>> Begin
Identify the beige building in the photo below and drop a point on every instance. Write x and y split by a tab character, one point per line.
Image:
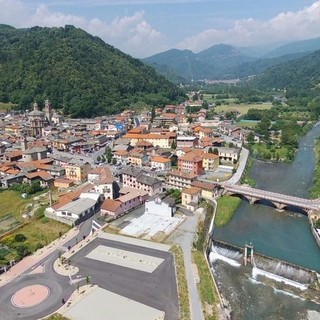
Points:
78	172
180	179
190	198
210	161
157	140
161	163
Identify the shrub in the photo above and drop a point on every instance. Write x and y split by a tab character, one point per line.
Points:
20	237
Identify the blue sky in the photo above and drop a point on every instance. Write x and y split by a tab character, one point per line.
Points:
145	27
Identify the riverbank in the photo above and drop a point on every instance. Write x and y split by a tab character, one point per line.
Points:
226	208
315	189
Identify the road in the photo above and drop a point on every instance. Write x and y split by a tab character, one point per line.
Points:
59	285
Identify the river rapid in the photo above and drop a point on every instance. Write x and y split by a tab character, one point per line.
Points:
282	235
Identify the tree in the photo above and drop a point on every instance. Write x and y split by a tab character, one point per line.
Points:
153	114
20	237
250	138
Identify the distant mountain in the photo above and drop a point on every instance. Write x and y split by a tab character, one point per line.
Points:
303	46
256	67
76	71
302	73
203	65
227	62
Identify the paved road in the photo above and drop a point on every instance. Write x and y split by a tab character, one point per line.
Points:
156	289
184	236
58	285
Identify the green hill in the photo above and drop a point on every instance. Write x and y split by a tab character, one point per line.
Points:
77	72
206	64
299	74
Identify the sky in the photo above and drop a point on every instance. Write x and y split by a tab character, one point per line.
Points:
142	28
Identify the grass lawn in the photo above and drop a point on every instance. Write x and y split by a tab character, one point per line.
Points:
6	106
273	151
227	205
43	230
242	108
183	292
206	287
12	202
56	316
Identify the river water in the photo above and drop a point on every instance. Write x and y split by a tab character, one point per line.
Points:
283	235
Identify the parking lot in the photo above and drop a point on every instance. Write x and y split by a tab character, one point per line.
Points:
137	270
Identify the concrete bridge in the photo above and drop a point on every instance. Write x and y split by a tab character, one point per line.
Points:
280	201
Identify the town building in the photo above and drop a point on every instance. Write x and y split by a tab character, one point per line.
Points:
161	205
160	163
190	198
180	179
78	172
191	162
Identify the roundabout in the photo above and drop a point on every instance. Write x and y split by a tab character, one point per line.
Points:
30	296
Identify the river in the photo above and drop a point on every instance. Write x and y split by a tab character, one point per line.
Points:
283	235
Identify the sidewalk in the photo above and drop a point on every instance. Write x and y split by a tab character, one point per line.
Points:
29	261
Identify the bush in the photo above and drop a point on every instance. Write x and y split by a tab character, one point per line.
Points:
20	237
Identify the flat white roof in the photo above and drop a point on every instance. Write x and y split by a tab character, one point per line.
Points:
78	206
135	242
102	304
125	258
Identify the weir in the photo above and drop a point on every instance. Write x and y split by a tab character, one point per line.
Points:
262	265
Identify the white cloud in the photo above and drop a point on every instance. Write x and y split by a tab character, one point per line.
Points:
131	34
285	27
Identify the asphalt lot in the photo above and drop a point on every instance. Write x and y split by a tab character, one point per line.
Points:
157	289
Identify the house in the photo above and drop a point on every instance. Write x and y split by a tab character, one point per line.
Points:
161	163
121	156
45	179
72	208
76	211
180	179
137	158
210	161
205	133
12	156
62	183
187	141
191	162
208	190
229	154
78	172
129	199
161	205
161	140
190	198
103	181
136	178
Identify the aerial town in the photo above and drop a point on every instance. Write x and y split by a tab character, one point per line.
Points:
137	174
124	160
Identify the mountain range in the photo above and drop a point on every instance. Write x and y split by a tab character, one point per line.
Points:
77	72
225	61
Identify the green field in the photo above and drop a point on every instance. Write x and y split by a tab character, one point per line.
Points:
6	106
41	231
227	205
265	152
242	108
11	202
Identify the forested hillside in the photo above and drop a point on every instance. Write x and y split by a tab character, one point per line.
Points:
77	72
299	74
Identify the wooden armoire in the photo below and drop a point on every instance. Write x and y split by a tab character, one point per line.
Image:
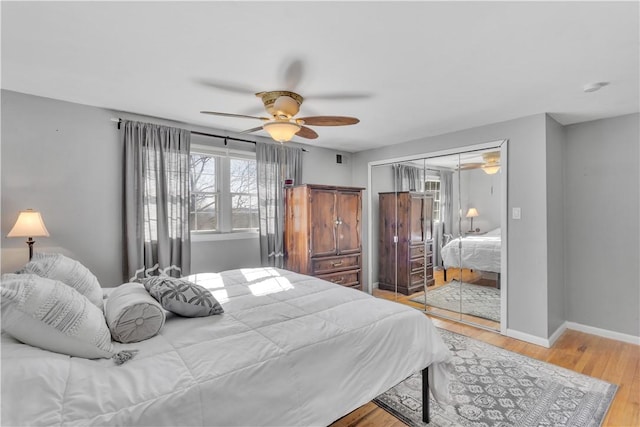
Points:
405	242
323	232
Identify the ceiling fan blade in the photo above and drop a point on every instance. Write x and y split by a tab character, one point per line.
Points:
252	130
293	73
330	120
242	116
339	96
306	132
226	86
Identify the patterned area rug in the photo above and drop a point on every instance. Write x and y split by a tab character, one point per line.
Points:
479	301
495	387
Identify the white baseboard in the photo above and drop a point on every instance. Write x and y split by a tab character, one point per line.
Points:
522	336
631	339
554	337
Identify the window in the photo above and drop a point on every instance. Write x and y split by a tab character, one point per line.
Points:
224	191
432	187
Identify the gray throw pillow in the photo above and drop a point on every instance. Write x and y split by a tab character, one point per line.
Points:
182	297
132	314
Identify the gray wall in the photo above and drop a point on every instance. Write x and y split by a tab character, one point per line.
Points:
555	152
66	161
527	243
601	229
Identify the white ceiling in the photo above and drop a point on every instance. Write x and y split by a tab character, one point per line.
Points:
407	70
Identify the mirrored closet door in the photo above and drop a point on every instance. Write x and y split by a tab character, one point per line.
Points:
432	217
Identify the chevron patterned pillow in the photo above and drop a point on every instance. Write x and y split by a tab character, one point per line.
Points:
182	297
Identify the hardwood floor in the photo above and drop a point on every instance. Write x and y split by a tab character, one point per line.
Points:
610	360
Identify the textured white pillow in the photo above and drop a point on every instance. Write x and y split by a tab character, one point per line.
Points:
69	272
49	314
132	314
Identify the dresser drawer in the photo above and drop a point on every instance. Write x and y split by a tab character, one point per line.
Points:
416	251
349	278
416	278
333	264
417	265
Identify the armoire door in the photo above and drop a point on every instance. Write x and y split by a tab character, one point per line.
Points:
348	211
323	222
416	218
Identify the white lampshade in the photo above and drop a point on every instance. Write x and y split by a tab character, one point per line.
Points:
281	130
472	213
29	224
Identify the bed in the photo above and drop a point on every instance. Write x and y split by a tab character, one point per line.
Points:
289	350
479	252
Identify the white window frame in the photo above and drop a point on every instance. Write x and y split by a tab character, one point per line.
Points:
223	160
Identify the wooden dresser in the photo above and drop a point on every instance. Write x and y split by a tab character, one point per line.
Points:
406	225
323	232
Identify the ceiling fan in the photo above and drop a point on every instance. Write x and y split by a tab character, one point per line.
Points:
282	125
490	163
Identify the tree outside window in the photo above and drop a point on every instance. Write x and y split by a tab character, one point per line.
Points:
224	193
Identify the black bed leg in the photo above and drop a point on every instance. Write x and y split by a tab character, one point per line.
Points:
425	395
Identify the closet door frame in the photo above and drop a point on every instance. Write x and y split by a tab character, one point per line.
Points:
501	144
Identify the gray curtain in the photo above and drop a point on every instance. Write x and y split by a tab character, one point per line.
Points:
408	178
156	190
446	212
275	163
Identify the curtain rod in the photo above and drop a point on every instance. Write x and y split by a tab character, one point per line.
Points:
211	135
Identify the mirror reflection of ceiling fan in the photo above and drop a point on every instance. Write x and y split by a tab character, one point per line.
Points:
490	163
282	125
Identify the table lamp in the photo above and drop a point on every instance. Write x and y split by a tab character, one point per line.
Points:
472	213
29	224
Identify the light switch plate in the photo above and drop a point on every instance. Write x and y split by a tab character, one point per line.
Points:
516	214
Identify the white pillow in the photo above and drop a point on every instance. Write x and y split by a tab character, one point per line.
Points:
132	314
49	314
69	272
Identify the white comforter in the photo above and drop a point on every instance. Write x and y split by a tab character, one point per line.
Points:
289	350
478	253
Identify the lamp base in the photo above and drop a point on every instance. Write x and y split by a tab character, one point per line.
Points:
30	242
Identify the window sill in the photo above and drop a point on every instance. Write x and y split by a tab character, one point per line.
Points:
212	237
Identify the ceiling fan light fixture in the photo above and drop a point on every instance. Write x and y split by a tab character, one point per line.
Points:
281	130
491	169
286	105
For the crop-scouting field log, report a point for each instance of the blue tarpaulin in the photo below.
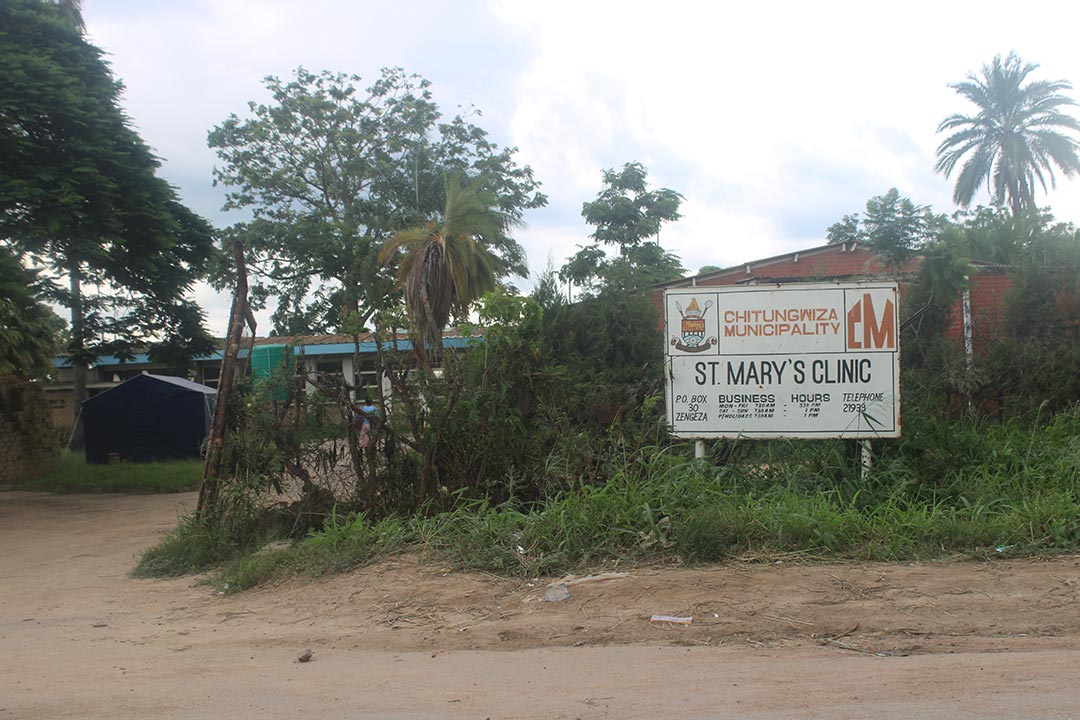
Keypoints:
(148, 418)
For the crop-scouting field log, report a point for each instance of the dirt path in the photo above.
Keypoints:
(410, 639)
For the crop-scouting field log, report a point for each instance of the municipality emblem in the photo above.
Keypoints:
(693, 328)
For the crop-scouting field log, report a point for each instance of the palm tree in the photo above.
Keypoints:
(448, 262)
(1015, 139)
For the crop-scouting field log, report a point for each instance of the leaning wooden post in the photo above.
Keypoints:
(210, 489)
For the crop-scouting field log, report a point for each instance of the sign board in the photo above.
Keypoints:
(810, 361)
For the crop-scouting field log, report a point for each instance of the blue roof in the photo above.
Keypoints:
(329, 349)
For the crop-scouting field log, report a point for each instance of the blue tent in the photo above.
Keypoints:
(150, 417)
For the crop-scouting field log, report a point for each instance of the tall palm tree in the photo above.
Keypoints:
(448, 262)
(1020, 135)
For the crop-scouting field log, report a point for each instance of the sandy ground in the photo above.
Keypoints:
(407, 638)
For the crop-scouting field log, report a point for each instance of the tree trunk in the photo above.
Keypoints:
(210, 489)
(78, 351)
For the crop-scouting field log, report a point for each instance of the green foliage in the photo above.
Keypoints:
(79, 192)
(450, 262)
(894, 227)
(75, 475)
(29, 330)
(1020, 135)
(628, 215)
(332, 173)
(948, 487)
(193, 546)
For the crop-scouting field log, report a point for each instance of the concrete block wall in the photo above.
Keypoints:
(28, 444)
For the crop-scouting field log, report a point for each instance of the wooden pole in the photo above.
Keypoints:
(210, 489)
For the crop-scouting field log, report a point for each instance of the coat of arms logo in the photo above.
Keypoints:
(693, 339)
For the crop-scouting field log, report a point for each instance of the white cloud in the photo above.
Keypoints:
(772, 119)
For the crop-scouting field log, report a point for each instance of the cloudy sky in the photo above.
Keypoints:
(772, 119)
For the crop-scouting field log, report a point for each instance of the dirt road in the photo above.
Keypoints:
(410, 639)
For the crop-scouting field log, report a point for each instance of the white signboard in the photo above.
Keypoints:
(808, 361)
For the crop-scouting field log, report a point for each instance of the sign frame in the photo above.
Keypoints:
(811, 361)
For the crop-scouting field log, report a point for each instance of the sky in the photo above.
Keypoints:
(774, 120)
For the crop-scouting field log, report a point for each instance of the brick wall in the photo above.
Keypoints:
(987, 291)
(28, 444)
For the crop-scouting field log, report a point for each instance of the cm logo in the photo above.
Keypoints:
>> End
• [WHAT NEEDS TO BE DONE] Output every line of the listing, from the line containing "frame in the photo above." through the end of the listing, as a JSON list of strings with one string per line, omitting any blank lines.

• [TASK ANSWER]
[
  "For the crop-scouting field log, report a point for each instance of the sign frame in the photo above.",
  "Keypoints:",
  "(811, 361)",
  "For the crop-scouting field log, report a point for each instance of the sky in the photo above.",
  "Keypoints:",
  "(774, 120)",
  "For the crop-scouting field log, report a point for each instance of the brick wall in the photo above.",
  "Keypoints:",
  "(987, 291)",
  "(28, 444)",
  "For the crop-scouting field log, report a point for each instance of the cm logo in the photo above.",
  "Keypoints:"
]